··· RECORDS TO USE ···
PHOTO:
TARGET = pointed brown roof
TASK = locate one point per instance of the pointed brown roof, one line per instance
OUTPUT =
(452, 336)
···
··· RECORDS TO USE ···
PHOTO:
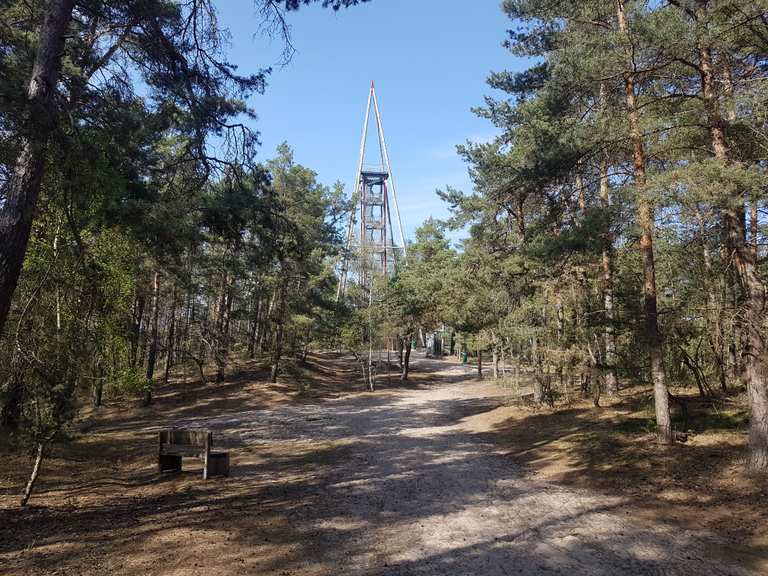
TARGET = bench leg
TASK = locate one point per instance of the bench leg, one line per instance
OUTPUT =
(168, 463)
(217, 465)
···
··· RECORDS TO USE ···
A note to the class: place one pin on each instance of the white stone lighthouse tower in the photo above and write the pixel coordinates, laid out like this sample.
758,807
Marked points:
···
I'd like every line with the string "TARGET" copied from the listing.

• **WRITTEN ANSWER**:
TARGET = pointed brown roof
TARGET = bench leg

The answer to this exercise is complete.